■ AIM
Retype the entries below without alteration, starting at the beginning of the entries and ending with the line that contains "left=225, top=177, right=257, bottom=181". Omit the pictures from your answer.
####
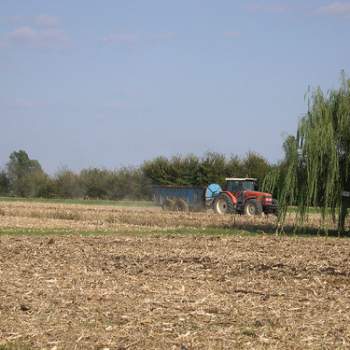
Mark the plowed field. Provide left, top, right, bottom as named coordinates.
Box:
left=0, top=203, right=350, bottom=350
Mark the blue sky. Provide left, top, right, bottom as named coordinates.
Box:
left=0, top=0, right=350, bottom=173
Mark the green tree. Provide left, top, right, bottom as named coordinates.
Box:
left=7, top=150, right=48, bottom=197
left=267, top=74, right=350, bottom=232
left=0, top=170, right=10, bottom=196
left=53, top=168, right=84, bottom=198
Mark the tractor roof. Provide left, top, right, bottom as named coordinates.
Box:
left=225, top=177, right=257, bottom=181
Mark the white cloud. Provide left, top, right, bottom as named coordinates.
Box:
left=102, top=33, right=140, bottom=46
left=0, top=14, right=70, bottom=49
left=224, top=32, right=241, bottom=39
left=34, top=15, right=59, bottom=28
left=0, top=26, right=70, bottom=49
left=317, top=2, right=350, bottom=17
left=101, top=32, right=175, bottom=48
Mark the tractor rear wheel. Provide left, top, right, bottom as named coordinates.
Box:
left=244, top=199, right=263, bottom=216
left=175, top=198, right=189, bottom=211
left=162, top=198, right=175, bottom=210
left=213, top=193, right=235, bottom=215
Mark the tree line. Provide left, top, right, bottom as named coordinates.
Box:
left=0, top=150, right=274, bottom=200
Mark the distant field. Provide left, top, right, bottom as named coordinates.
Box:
left=0, top=201, right=350, bottom=350
left=0, top=197, right=154, bottom=207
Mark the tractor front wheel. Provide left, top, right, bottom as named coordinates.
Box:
left=244, top=199, right=262, bottom=216
left=213, top=194, right=235, bottom=215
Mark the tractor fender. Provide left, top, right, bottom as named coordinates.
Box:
left=221, top=191, right=237, bottom=206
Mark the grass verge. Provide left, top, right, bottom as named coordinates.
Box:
left=0, top=197, right=154, bottom=208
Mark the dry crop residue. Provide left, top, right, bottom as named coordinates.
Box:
left=0, top=235, right=350, bottom=350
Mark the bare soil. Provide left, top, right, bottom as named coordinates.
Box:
left=0, top=201, right=350, bottom=350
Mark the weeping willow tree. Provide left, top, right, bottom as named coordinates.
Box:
left=265, top=73, right=350, bottom=232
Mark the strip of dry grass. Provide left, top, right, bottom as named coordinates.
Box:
left=0, top=236, right=350, bottom=350
left=0, top=202, right=348, bottom=233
####
■ RESULT FOR THIS EXERCISE
Mark the plowed field. Provide left, top, right, bottom as named coordinates.
Box:
left=0, top=203, right=350, bottom=350
Mark the blue sky. Provide left, top, right, bottom as named coordinates.
Box:
left=0, top=0, right=350, bottom=173
Mark the green tree. Provide left, top, right, bottom as named coordinates.
Box:
left=7, top=150, right=48, bottom=197
left=267, top=74, right=350, bottom=232
left=0, top=170, right=10, bottom=196
left=53, top=168, right=84, bottom=198
Mark the tractor roof. Provide left, top, right, bottom as named coordinates.
Box:
left=225, top=177, right=257, bottom=181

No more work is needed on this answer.